§ Given data
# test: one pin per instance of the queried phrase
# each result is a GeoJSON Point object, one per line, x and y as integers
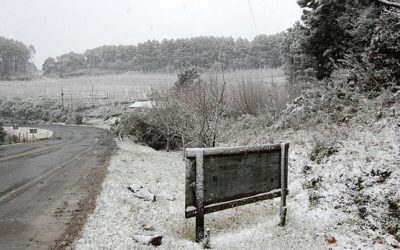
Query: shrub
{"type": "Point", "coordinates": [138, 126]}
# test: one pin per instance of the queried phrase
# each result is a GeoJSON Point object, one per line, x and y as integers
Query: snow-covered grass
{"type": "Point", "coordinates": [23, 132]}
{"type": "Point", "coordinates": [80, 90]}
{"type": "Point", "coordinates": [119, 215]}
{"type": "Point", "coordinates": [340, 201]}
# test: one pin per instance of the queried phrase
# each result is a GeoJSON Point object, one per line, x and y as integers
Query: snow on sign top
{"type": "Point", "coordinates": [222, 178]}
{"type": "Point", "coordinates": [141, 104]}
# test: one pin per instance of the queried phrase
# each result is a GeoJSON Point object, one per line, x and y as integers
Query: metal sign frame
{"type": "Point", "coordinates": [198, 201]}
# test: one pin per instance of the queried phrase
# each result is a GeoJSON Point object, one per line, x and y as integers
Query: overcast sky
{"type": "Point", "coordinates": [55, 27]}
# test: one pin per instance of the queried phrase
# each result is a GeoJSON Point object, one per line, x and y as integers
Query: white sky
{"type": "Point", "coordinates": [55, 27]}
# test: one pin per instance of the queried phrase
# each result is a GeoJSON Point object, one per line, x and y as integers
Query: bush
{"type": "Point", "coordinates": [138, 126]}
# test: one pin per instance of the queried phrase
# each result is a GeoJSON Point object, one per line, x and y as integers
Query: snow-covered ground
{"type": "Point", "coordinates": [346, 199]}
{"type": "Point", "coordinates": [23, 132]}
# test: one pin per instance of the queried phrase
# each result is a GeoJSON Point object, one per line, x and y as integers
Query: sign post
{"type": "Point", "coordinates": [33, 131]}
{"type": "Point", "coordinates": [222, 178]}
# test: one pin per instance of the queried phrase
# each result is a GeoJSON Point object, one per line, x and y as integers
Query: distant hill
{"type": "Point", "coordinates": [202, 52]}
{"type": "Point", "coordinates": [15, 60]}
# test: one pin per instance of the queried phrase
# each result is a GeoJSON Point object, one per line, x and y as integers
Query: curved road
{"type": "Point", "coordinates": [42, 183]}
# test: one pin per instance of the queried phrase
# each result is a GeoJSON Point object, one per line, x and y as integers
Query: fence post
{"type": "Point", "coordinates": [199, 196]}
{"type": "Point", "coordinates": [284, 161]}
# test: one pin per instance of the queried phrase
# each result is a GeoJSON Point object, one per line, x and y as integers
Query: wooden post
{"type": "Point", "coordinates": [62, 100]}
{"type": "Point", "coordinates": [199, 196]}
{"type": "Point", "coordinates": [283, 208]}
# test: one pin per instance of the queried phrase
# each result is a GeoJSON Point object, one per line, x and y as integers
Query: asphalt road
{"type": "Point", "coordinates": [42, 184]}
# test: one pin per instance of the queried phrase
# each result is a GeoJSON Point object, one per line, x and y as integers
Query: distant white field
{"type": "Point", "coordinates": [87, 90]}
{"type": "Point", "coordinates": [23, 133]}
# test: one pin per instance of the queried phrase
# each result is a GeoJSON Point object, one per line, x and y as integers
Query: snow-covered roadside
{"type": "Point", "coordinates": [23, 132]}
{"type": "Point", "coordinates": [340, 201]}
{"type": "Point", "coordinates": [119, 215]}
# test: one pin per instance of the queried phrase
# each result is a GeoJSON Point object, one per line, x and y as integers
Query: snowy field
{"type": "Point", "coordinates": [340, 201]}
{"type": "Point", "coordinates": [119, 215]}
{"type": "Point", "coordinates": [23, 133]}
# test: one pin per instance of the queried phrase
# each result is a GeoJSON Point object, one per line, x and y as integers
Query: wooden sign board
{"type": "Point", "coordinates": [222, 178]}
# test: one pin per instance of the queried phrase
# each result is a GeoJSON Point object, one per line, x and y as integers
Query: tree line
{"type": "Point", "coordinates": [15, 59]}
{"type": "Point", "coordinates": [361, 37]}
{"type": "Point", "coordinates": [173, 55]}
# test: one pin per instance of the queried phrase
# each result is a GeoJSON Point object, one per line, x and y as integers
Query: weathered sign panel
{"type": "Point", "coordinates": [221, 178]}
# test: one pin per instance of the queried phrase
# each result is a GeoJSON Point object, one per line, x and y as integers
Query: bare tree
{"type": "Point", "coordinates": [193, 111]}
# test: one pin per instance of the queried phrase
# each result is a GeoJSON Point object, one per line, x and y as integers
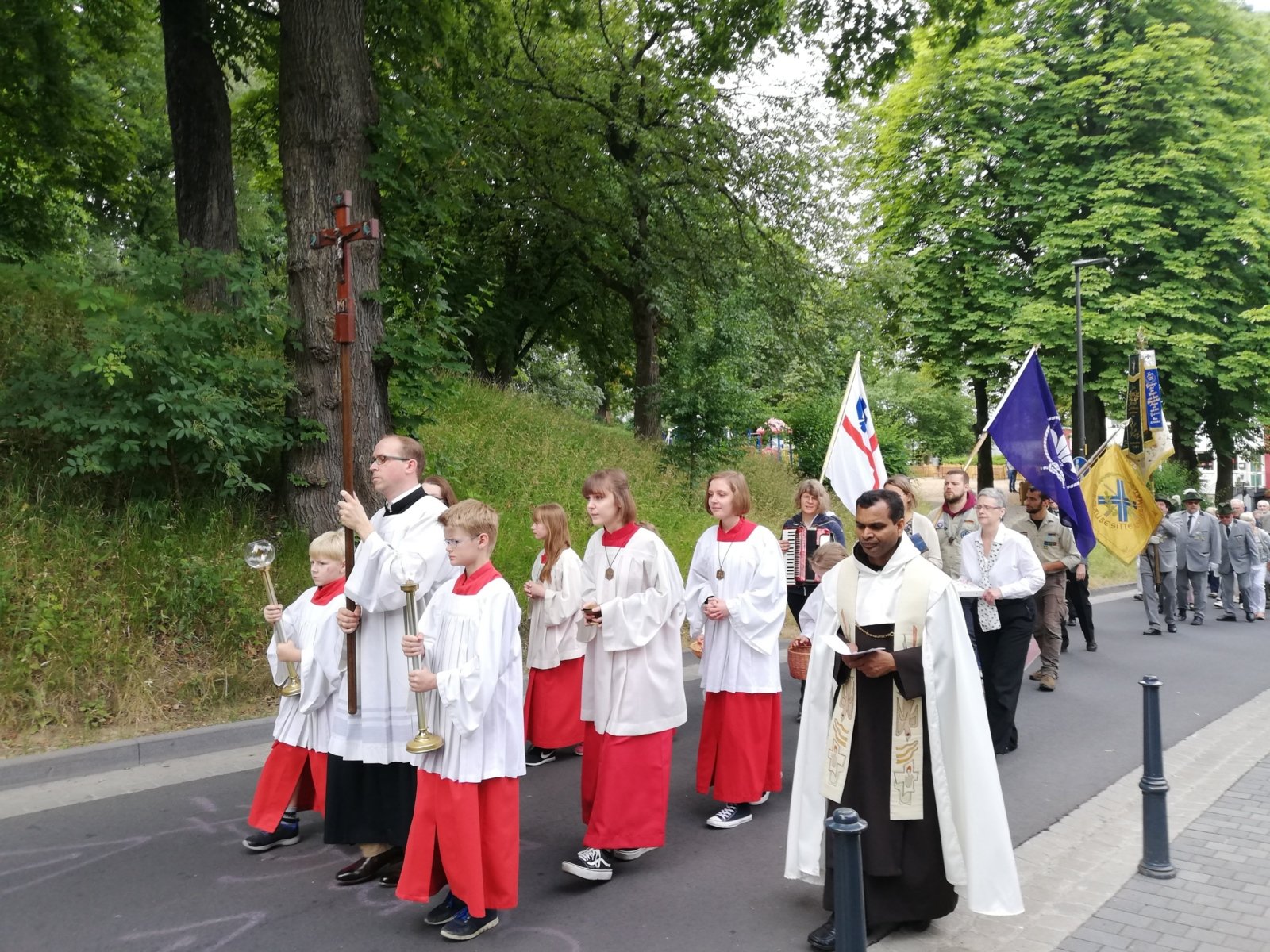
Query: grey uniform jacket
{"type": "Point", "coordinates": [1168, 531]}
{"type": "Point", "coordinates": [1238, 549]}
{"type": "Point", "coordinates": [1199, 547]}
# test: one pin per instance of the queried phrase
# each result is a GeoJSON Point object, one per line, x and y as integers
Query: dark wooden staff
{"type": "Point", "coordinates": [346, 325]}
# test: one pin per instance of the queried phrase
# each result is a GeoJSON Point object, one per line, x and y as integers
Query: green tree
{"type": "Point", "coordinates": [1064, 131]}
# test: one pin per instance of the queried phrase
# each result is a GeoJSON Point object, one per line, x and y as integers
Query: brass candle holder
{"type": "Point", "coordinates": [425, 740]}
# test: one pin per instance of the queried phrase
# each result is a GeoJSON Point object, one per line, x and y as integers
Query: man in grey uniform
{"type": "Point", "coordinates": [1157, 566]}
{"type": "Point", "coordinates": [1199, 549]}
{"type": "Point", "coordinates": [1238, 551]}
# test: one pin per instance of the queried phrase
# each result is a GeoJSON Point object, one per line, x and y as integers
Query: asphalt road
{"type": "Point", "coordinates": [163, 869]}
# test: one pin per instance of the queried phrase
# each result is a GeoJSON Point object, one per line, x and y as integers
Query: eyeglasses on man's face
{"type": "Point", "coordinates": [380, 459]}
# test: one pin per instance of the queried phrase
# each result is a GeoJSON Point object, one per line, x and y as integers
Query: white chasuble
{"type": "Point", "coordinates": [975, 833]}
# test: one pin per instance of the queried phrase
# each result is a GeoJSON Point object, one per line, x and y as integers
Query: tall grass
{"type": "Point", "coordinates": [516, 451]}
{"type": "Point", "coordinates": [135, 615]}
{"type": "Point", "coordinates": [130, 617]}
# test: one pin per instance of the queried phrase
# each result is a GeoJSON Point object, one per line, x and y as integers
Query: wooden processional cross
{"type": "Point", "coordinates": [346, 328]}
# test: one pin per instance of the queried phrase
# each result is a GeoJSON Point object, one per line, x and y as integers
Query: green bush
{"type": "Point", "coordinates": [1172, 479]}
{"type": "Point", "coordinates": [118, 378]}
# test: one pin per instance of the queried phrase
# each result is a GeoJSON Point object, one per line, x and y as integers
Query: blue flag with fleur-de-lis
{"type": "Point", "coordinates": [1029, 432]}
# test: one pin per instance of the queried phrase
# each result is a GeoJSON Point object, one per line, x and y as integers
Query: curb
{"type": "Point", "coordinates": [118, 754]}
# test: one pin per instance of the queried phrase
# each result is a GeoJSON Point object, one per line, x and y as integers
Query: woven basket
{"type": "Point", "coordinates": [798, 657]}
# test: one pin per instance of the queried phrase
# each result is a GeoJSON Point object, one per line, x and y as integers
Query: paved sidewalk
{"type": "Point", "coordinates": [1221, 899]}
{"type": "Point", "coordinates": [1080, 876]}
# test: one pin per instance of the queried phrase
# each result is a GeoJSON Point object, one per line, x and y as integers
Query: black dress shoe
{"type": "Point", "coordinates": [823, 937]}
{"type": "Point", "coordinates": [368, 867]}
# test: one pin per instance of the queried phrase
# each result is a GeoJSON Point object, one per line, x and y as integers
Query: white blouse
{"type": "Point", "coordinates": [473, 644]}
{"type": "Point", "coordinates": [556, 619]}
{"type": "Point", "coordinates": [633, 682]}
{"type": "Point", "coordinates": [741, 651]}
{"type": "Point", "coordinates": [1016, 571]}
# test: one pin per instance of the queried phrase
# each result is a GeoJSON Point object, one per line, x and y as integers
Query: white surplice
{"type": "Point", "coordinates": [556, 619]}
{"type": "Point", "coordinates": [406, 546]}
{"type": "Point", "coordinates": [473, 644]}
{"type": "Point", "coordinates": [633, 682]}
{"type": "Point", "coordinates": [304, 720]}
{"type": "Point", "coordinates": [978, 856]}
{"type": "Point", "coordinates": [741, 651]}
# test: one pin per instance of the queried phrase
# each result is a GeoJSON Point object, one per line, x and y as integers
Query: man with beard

§ What you are asked to do
Find each of the lines above that contains the word "white", and copy those lines out in full.

§ Answer to this exercise
Query: white sky
Query: distant white field
Query: white chasuble
Query: white blouse
Query: white surplice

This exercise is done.